- Problem description
Lines from the one containing "[point] white basketball" through the end of the data are to be returned exactly, and no others.

--- Start of Dataset extract ---

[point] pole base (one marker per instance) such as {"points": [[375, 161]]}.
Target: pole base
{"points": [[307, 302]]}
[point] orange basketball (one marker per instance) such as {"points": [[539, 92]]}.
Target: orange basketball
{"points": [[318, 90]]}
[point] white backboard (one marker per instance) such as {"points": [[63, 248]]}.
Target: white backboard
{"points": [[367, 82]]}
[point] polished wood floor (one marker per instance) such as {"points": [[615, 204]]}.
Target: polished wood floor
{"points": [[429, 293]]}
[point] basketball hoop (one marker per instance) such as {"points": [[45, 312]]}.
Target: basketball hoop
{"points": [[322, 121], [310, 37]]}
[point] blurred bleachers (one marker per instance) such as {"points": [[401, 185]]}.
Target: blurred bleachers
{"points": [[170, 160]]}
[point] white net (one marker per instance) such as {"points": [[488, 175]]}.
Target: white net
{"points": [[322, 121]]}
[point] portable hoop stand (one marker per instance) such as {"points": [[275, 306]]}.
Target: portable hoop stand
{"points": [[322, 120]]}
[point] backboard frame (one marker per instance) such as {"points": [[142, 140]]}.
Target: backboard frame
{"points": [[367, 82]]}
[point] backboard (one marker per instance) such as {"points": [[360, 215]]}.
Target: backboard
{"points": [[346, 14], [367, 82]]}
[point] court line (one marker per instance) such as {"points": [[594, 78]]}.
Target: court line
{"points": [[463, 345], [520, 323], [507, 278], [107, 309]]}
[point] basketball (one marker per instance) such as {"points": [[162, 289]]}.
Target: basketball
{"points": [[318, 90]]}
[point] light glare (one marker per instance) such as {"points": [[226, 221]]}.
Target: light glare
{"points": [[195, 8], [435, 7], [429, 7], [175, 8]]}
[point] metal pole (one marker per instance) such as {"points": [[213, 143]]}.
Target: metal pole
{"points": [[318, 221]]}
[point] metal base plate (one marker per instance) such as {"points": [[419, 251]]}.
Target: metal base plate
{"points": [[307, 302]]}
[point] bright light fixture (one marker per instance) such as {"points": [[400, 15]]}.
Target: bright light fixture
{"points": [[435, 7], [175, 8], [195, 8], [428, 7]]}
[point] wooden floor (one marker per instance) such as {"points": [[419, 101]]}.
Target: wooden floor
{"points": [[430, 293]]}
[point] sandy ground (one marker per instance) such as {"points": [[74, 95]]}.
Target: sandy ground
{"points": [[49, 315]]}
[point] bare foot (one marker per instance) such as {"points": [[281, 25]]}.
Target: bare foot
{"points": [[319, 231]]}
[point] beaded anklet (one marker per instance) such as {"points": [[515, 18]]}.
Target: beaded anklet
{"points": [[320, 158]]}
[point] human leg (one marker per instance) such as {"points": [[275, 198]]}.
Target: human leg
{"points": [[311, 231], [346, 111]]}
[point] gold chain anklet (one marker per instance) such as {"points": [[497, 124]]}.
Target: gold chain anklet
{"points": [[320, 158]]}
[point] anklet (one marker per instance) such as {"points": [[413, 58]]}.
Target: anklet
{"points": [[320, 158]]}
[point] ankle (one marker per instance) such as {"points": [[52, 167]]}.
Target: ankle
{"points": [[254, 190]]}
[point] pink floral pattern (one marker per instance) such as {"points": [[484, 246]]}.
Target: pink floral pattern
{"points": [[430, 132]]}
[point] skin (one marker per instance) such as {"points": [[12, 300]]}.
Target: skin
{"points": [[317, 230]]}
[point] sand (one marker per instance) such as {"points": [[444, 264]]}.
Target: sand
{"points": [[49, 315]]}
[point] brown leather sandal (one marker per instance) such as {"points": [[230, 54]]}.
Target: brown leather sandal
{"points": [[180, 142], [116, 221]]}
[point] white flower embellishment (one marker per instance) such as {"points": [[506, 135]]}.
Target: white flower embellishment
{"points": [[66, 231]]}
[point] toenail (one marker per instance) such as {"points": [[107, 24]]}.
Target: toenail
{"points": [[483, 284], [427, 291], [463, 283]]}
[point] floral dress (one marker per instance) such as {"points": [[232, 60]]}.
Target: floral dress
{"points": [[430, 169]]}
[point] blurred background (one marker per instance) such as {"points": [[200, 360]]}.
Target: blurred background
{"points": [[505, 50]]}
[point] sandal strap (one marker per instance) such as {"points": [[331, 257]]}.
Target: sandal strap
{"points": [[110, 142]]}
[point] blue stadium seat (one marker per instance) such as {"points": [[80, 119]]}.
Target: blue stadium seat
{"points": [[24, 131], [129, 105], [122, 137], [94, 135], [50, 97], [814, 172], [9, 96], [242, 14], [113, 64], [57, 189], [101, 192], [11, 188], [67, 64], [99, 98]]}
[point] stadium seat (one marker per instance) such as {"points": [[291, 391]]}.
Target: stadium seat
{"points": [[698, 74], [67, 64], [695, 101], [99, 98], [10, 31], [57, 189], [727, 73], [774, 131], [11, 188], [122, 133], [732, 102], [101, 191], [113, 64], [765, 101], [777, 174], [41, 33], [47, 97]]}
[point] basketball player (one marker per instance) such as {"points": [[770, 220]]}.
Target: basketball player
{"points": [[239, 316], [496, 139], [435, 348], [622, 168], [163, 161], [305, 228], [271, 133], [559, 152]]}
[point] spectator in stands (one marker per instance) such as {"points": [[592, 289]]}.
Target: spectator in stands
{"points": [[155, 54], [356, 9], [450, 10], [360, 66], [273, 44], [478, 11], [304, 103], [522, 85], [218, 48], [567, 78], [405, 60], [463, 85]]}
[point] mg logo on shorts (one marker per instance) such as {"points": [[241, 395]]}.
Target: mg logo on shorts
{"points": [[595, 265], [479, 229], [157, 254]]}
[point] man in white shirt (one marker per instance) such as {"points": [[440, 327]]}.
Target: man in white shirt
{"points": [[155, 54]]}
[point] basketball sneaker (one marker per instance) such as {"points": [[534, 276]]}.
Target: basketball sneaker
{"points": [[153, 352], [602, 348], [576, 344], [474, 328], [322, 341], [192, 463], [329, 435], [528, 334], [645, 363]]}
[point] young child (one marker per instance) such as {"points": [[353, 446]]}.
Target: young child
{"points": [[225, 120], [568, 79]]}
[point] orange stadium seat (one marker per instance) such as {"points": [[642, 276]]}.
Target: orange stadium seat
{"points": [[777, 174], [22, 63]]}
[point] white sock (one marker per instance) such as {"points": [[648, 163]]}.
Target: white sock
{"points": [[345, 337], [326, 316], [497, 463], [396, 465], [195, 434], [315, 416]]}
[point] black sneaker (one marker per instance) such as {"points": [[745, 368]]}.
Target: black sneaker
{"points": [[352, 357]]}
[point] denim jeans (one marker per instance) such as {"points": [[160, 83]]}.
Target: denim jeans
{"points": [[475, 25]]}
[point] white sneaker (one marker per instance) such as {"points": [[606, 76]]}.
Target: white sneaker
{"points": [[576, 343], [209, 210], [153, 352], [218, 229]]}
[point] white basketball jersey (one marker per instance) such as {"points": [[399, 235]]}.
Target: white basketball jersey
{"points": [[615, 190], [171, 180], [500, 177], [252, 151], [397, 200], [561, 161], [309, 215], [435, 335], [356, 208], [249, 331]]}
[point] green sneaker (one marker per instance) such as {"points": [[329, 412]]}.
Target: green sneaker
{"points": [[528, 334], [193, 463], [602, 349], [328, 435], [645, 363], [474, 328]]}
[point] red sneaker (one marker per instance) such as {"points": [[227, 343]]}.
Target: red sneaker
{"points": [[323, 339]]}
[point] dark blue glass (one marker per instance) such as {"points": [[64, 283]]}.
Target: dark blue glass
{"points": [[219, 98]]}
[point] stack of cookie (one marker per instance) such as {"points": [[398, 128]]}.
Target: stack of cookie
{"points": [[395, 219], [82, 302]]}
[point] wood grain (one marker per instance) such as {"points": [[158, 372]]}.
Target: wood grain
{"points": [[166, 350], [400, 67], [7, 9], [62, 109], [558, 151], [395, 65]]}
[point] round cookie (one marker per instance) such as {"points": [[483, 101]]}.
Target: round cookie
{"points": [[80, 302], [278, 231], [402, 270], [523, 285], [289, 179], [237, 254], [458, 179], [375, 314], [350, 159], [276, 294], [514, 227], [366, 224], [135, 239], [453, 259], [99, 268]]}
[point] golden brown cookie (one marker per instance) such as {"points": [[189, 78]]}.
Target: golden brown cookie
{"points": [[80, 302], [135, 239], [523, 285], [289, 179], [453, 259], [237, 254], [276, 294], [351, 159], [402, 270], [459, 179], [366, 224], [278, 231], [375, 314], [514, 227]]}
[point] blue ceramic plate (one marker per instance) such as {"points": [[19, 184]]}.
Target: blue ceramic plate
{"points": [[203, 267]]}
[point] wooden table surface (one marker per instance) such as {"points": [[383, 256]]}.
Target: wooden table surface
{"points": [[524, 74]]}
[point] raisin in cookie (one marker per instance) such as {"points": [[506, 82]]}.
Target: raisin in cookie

--- End of Dataset extract ---

- Solution
[point] white basketball jersey (one marker per instance) such as {"points": [[399, 235]]}.
Target: white basketball jersey
{"points": [[615, 190], [171, 180], [500, 177], [252, 151], [397, 200], [561, 161], [309, 215], [435, 335], [356, 208], [249, 331]]}
[point] green sneaker (one marker per instance) such as {"points": [[329, 412]]}.
Target: green sneaker
{"points": [[528, 334], [193, 463], [602, 349], [328, 435], [645, 363], [474, 328]]}
[point] red sneaker (one marker per instance) such as {"points": [[227, 343]]}.
Target: red sneaker
{"points": [[323, 339]]}
[point] dark blue glass (one marker per instance) such as {"points": [[64, 283]]}.
Target: dark blue glass
{"points": [[219, 98]]}
[point] stack of cookie (one marker per instance) such as {"points": [[398, 128]]}.
Target: stack of cookie
{"points": [[395, 219], [82, 302]]}
[point] wood grain (one marker per instance) such as {"points": [[158, 372]]}.
Target: wood grain
{"points": [[166, 350], [400, 67], [7, 9], [62, 109], [558, 151], [395, 65]]}
[point] round cookie (one marker per instance) such as {"points": [[483, 101]]}.
Target: round cookie
{"points": [[80, 302], [278, 231], [402, 270], [523, 285], [289, 179], [237, 254], [458, 179], [375, 314], [350, 159], [276, 294], [514, 227], [366, 224], [135, 239], [453, 259], [99, 268]]}
[point] golden brown cookie (one marker per instance) such as {"points": [[189, 78]]}.
Target: golden brown cookie
{"points": [[80, 302], [135, 239], [523, 285], [289, 179], [453, 259], [237, 254], [276, 294], [351, 159], [402, 270], [459, 179], [366, 224], [278, 231], [375, 314], [514, 227]]}
[point] blue ceramic plate (one marker per instance) such as {"points": [[19, 184]]}.
Target: blue ceramic plate
{"points": [[203, 267]]}
[point] wooden table surface (one marker per instance) such as {"points": [[383, 256]]}.
Target: wooden table surface
{"points": [[524, 74]]}
[point] raisin in cookie (one marker per instance) such as {"points": [[506, 82]]}.
Target: raisin in cookie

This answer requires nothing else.